▶ **Tasks for this exercise**
(a) In the passage on the Budapest communism tour, replace "guides" with "hosts" and give the stretch from "The communism walking" through "different, I am sure.".
(b) Resume the account of the communism walking tour in Budapest, continuing after its last sentence.

Stepping back in the past: a communist tour of Budapest.

The communism walking tour I went on in Budapest was more of a storytelling, rather than a sightseeing tour. It was given by two guides in their early 40’s, old enough to have lived in communist Hungary, albeit in their teenage years only. They did a great job at presenting the inconveniences of living under the system, the advantages, and the realities of daily life. I certainly realized, visiting North Korea, that even in regimes of which we only hear about horrors, strangeness and oppression, most of the time, most of the people are going about normal daily routines in a very normal and boring way. Hungary was no different, I am sure.

But before going into the good and the bad, I must talk about the ugly. A key year in communist Hungary’s history is 1956. Before that, Hungarians lived under terrible oppression, with constant fear of arrest, arbitrary detention or deportation based on secret denunciations. The ideology of the regime was one of “if you are not with us, you are against us”.

▶ **Extracted data**

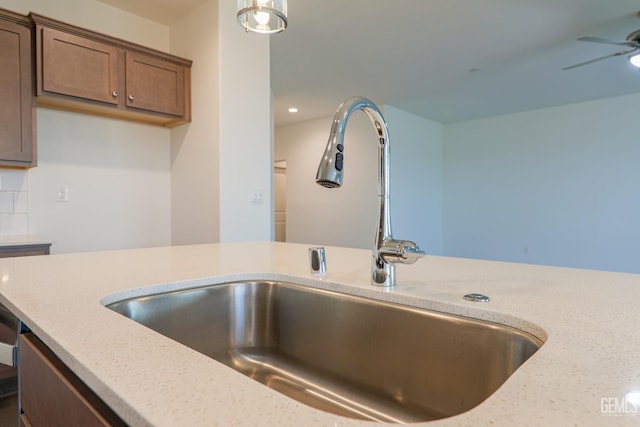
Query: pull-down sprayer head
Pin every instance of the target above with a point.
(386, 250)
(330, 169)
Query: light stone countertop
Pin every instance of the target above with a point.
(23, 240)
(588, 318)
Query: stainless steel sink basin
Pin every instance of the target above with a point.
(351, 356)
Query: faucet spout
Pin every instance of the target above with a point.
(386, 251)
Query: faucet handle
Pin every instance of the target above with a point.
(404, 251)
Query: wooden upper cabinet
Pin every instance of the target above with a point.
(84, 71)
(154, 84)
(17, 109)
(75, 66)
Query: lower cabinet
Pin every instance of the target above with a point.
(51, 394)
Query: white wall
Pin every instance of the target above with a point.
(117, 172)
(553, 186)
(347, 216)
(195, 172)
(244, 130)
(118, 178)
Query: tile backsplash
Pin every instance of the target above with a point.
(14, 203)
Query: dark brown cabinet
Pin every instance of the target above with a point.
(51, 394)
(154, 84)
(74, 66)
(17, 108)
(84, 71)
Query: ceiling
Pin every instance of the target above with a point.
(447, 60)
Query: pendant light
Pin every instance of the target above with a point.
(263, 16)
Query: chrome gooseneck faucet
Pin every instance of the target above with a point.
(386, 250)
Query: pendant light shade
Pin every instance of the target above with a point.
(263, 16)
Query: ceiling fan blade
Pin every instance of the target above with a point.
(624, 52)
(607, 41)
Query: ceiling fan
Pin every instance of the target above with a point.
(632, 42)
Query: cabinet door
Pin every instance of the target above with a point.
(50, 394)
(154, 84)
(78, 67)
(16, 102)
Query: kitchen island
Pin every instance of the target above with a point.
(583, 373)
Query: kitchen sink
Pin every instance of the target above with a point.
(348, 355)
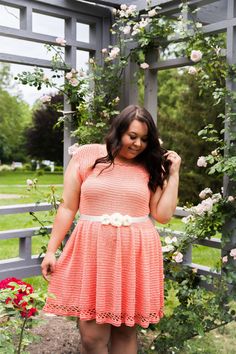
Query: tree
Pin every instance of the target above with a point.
* * *
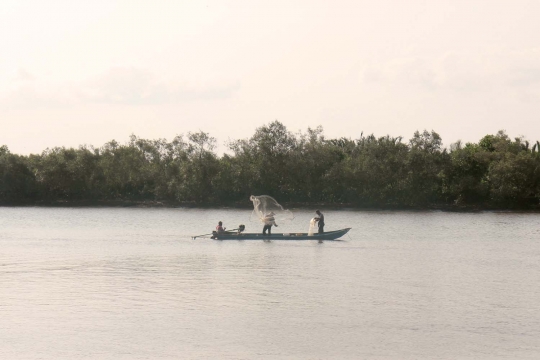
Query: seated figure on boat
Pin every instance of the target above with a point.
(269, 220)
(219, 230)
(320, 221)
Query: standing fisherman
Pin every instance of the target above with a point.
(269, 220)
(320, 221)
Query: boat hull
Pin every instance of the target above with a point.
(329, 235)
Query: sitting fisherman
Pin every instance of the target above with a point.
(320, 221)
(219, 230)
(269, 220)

▶ **Answers to this exercise**
(a)
The communism walking tour I went on in Budapest was more of a storytelling, rather than a sightseeing tour. It was given by two hosts in their early 40’s, old enough to have lived in communist Hungary, albeit in their teenage years only. They did a great job at presenting the inconveniences of living under the system, the advantages, and the realities of daily life. I certainly realized, visiting North Korea, that even in regimes of which we only hear about horrors, strangeness and oppression, most of the time, most of the people are going about normal daily routines in a very normal and boring way. Hungary was no different, I am sure.

(b)
I won’t write a history lesson, but in short, the level of oppression in communist Europe had been greatly reduced since the death of Stalin in 1953 and there was an attempted revolution in 1956 to establish an independent Hungary. The Soviet Union invaded the country, thousands were killed and the revolution was crushed. However, the end result was surprising. Instead of resulting in a harsher regime, like after the invasion of Czechoslovakia in 1968, it produced a more liberal regime, known as “Goulash Communism”, and Hungary became known as “the happiest barrack in the socialist camp”! The new Government policy was: “if you are not against us, you are with us”, meaning that for the average folks who were not liberal intellectuals and the like, life under constant fear ceased. Perhaps, for example, identifying as a religious person would be bad for your career, but you wouldn’t end up in a Gulag with the rest of your family.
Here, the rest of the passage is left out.